◆ THE REQUEST: From the items below, copy out every line containing the word "tree". Case counts: only lines with that exact capitalization qualify.

◆ RECORDS TO USE:
============================================================

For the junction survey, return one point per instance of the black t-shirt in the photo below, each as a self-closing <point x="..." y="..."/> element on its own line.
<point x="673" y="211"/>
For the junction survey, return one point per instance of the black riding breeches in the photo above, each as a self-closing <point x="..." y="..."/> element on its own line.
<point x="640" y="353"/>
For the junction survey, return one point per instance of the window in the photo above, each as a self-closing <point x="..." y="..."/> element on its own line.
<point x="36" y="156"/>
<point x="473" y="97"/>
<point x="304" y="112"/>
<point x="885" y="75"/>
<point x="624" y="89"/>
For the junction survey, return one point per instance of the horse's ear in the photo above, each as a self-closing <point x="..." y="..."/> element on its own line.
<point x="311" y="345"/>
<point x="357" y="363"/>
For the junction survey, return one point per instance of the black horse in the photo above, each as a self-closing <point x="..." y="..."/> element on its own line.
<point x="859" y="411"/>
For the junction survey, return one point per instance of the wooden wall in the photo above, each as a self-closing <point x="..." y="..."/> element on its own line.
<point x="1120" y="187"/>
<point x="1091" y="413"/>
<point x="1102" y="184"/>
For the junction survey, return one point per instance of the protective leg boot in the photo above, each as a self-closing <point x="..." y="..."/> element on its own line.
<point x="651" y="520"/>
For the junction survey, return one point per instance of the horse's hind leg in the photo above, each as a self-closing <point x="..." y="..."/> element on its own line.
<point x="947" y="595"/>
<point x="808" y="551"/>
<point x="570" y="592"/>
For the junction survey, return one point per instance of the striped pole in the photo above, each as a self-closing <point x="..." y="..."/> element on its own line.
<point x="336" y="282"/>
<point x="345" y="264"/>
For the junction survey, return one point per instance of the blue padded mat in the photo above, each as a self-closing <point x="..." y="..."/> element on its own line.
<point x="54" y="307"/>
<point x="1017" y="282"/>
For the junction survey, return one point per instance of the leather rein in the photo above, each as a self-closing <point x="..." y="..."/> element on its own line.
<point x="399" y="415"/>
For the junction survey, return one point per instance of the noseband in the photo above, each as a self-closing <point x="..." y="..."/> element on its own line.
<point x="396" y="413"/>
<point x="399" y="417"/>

============================================================

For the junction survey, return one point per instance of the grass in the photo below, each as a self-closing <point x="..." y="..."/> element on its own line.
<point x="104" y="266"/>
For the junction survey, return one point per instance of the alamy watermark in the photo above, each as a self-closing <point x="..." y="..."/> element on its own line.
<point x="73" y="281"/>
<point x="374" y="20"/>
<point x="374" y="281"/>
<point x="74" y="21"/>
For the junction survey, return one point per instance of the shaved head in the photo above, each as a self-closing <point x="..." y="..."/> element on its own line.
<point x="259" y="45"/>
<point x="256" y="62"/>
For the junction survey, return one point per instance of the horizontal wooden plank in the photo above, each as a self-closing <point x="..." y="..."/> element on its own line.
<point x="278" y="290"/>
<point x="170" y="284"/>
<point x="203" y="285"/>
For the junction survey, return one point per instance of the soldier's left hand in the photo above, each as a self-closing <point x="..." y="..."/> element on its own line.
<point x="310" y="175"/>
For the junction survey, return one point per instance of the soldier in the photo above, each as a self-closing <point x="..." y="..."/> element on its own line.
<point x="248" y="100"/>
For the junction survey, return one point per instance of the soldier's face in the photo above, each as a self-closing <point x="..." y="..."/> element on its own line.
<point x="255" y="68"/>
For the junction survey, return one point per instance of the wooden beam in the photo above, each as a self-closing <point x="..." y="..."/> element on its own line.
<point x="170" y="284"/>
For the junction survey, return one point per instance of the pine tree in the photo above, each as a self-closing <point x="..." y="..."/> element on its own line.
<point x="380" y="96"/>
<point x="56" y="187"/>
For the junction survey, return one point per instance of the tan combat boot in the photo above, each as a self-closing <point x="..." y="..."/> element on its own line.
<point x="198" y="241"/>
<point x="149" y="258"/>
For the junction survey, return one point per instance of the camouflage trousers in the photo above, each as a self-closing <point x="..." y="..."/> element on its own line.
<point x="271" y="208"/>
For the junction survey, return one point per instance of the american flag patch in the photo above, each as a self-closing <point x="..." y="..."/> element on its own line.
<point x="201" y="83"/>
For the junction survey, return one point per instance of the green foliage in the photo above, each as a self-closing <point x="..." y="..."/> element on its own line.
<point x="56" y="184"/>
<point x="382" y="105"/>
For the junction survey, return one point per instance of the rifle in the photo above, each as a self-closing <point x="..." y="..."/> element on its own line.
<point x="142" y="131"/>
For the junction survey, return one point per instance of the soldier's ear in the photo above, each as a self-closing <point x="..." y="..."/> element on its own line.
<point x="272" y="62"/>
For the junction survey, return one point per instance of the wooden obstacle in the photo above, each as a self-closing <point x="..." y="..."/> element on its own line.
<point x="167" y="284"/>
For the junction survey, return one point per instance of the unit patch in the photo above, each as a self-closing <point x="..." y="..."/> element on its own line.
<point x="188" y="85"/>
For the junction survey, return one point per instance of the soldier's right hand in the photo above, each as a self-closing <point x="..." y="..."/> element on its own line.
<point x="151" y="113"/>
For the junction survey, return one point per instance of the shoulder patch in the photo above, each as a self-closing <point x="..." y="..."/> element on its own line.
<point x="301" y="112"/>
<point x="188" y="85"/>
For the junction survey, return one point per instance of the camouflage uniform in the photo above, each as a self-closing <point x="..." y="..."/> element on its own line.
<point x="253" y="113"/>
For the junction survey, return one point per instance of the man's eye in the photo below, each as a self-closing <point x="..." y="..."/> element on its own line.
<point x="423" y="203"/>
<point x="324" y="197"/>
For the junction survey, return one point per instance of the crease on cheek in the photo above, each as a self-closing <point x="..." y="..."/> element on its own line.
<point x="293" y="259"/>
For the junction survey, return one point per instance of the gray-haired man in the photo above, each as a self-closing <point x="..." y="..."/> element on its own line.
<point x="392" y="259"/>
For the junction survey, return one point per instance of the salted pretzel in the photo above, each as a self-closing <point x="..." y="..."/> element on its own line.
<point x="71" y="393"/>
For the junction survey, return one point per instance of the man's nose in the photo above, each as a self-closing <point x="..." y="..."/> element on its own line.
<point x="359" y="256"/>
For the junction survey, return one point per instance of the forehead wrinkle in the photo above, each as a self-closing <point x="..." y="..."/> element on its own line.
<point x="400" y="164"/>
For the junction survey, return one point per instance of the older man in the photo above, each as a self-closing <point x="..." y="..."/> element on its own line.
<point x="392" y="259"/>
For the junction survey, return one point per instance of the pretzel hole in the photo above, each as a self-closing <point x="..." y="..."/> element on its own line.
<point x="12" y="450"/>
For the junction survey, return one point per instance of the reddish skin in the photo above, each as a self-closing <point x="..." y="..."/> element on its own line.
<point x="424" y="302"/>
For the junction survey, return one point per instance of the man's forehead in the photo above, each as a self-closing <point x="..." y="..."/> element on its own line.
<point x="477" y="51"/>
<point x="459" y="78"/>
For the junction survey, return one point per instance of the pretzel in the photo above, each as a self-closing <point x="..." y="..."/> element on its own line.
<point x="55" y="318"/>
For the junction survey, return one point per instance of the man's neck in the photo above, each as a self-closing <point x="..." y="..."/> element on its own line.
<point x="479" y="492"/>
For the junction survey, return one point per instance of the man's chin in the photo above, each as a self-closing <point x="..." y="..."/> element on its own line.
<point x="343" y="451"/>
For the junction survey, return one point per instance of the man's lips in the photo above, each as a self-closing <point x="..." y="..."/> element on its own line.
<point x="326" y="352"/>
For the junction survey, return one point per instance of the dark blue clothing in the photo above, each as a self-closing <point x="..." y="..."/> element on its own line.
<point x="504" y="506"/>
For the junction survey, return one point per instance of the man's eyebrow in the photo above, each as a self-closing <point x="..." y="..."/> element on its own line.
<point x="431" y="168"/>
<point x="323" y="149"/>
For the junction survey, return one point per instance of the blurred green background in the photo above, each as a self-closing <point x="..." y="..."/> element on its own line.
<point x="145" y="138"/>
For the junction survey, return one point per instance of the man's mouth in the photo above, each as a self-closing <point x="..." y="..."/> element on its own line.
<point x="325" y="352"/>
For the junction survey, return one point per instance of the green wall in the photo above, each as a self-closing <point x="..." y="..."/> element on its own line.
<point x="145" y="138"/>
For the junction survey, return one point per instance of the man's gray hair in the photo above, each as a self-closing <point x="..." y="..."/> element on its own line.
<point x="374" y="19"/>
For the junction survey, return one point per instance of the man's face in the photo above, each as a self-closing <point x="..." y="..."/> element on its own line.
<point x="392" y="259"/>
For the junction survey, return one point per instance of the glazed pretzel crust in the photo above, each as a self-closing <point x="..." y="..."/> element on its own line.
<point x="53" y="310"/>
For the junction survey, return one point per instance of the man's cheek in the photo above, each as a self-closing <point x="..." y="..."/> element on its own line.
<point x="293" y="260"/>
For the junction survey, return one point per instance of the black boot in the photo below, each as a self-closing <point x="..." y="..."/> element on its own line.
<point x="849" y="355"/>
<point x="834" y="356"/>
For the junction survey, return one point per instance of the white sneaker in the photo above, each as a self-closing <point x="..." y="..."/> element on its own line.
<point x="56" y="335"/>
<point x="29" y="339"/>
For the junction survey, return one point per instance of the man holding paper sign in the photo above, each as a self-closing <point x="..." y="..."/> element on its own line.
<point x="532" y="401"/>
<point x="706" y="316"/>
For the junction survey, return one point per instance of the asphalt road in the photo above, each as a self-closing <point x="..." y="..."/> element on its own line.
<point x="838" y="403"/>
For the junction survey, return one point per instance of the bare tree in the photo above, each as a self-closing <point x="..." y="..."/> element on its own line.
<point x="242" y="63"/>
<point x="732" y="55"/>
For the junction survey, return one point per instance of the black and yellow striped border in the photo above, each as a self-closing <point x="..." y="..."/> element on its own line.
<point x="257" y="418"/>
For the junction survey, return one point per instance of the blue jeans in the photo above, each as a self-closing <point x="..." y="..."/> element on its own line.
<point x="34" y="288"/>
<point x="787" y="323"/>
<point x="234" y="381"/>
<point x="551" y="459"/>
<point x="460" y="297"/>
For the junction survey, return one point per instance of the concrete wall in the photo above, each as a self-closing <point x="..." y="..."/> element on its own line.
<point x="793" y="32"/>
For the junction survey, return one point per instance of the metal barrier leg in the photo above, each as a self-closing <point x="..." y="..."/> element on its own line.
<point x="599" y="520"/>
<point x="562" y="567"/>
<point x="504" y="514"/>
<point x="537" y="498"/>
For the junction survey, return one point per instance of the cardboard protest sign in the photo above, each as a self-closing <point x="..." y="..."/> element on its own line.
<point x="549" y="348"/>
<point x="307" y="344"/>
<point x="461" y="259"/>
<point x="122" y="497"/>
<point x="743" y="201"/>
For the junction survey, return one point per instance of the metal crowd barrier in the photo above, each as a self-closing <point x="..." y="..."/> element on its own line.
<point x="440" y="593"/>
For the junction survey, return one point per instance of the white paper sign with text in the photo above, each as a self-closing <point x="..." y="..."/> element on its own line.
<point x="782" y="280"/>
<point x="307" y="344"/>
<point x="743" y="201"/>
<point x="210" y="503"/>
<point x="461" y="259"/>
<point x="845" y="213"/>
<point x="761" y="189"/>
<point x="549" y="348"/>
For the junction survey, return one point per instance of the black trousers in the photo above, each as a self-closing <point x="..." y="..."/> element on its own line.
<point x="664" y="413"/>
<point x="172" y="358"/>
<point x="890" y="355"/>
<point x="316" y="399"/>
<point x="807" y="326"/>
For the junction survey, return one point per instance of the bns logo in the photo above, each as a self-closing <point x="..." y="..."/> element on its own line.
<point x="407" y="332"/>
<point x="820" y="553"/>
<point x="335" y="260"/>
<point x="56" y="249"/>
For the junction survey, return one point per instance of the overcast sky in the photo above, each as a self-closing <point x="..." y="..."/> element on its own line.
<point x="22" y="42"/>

============================================================

◆ COMPLETE RESPONSE:
For the junction survey, return one point per instance of the pine tree in the photo above, each as a self-closing <point x="..." y="..."/> element on its own line.
For the junction survey, return one point per instance of the bare tree in the photo above, each as a self-closing <point x="..." y="..."/> element on its own line.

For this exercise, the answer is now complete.